**Excerpt provided**

Camera with native AFDX interface

Abstract

A native AFDX camera captures images and video under control, and in communication with, one or more AFDX networks. The system facilitates deployment of an image capture device on an AFDX network, including native (embedded) AFDX bi-directional ring support, eliminating the need for a separate legacy adapter, the accompanying additional wiring and interconnect complexity. Thus the complexity, weight, and power consumption is reduced, as compared to conventional camera deployments.

Description

CROSS-REFERENCE TO RELATED APPLICATIONS

This application claims the benefit of provisional patent application (PPA) Ser. No. 61/926,432, filed Jan. 13, 2014 by the present inventors, which is incorporated by reference.

FIELD OF THE INVENTION

The present invention generally relates to image capture devices, and in particular, it concerns a camera with a native (built-in) AFDX interface.

BACKGROUND OF THE INVENTION

Aircraft data networks (ADNs) include the specification of data networking standards for use in aircraft installations and implementations thereof. The standards provide a means to adapt commercial networking standards and products (typically referred to as “commercial off the shelf” or COTS) to an aircraft environment. ADNs typically require higher reliability and specific performance requirements, as compared to commercial networks.

The requirement for high reliability networks in aircraft installations, that is higher reliability as compared to general commercial networks, is well known in the field. Discussion of high reliability ADNs can be found in publications such as publications of Aeronautical Radio Incorporated (ARINC), such as the ARINC 429, ARINC 629, ARINC Specification 664 Part 7, and IEEE 802.3 standards. A popular implementation of ARINC Specification 664 Part 7 is Avionics Full-Duplex Switched Ethernet (AFDX™, a trademark of AirBus).

Current ADNs include the use of multiple redundant devices, wiring, and complex networking protocols increasing the cost, weight, and complexity of current ADNs.

Refer to FIG. 1, a diagram of conventional deployment of a camera for use with an AFDX network. A conventional camera 100 includes commercially available interfaces for receiving command and control instructions, as well as output interfaces for outputting data such as captured images and video. In order to use a conventional camera 100 with an AFDX network 104, a legacy adapter 102 is required. The legacy adapter 102 converts instructions from the AFDX network 104 to instructions compatible for receiving via the legacy commercial receiving interface, and converts data output from the legacy commercial output interface to data compatible for communication on the AFDX network 104.

The use of legacy adapters adds additional wiring, interconnect complexity, weight, and power consumption to the deployment of cameras for use on AFDX networks.

**What this exercise asks**
a: In the camera patent text, what is AFDX a trademark of?
b: Retype the camera patent text from "Refer to FIG." to "on AFDX networks.".

**Stored rows**
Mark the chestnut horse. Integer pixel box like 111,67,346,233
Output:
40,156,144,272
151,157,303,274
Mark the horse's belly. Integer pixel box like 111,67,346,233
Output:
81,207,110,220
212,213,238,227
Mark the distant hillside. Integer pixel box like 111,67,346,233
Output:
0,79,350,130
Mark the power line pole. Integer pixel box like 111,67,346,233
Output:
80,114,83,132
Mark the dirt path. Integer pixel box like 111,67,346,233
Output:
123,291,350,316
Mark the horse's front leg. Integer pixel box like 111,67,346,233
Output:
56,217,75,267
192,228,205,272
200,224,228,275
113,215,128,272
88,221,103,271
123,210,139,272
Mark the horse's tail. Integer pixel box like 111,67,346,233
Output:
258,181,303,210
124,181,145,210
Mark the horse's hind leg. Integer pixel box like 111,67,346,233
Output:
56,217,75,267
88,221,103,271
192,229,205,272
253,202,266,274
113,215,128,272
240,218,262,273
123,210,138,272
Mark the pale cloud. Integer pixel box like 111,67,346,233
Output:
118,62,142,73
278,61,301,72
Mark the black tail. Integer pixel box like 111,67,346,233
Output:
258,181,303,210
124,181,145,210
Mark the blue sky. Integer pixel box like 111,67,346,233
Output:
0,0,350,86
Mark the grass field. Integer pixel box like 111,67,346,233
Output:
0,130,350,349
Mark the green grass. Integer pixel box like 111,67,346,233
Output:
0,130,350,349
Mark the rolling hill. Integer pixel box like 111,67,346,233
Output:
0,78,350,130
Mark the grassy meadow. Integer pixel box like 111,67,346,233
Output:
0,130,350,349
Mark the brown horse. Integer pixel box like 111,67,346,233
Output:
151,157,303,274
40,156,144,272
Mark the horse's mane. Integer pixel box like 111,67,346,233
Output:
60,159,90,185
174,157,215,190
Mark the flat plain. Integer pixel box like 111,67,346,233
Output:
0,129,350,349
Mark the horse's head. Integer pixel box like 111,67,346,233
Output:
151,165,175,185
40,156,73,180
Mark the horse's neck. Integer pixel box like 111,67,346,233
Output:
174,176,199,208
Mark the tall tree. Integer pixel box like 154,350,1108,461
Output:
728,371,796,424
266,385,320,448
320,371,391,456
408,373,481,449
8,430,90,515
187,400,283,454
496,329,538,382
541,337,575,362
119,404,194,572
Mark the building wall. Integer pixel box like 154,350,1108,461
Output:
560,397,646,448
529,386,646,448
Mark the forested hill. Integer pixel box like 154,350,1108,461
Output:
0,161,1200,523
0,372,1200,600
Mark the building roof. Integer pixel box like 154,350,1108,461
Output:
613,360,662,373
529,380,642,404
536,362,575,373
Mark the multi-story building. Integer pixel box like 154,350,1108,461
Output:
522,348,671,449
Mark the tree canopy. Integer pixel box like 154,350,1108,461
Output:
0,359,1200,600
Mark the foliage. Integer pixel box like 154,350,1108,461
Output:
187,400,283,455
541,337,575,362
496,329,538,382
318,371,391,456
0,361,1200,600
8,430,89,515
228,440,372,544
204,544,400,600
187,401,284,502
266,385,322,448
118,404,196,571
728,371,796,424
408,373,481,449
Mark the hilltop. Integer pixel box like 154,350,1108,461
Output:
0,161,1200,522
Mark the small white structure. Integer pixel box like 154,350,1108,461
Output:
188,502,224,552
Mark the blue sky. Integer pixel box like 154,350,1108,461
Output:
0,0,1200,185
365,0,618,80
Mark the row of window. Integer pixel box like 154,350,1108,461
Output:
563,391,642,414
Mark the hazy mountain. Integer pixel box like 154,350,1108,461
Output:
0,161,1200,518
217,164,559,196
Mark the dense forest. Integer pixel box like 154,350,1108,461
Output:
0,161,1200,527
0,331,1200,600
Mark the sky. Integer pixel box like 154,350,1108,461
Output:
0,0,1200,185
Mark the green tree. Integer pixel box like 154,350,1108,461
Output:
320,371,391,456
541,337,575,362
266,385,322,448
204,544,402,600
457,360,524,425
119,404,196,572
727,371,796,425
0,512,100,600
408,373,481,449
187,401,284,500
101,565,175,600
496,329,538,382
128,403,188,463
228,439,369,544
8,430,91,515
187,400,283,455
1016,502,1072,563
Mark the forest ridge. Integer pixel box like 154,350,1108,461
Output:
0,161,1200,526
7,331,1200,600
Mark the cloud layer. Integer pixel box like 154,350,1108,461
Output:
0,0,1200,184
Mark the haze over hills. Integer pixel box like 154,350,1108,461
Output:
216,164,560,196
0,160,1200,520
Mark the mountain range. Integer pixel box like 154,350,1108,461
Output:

**Answers per task**
a: AirBus

b:
Refer to FIG. 1, a diagram of conventional deployment of a camera for use with an AFDX network. A conventional camera 100 includes commercially available interfaces for receiving command and control instructions, as well as output interfaces for outputting data such as captured images and video. In order to use a conventional camera 100 with an AFDX network 104, a legacy adapter 102 is required. The legacy adapter 102 converts instructions from the AFDX network 104 to instructions compatible for receiving via the legacy commercial receiving interface, and converts data output from the legacy commercial output interface to data compatible for communication on the AFDX network 104.

The use of legacy adapters adds additional wiring, interconnect complexity, weight, and power consumption to the deployment of cameras for use on AFDX networks.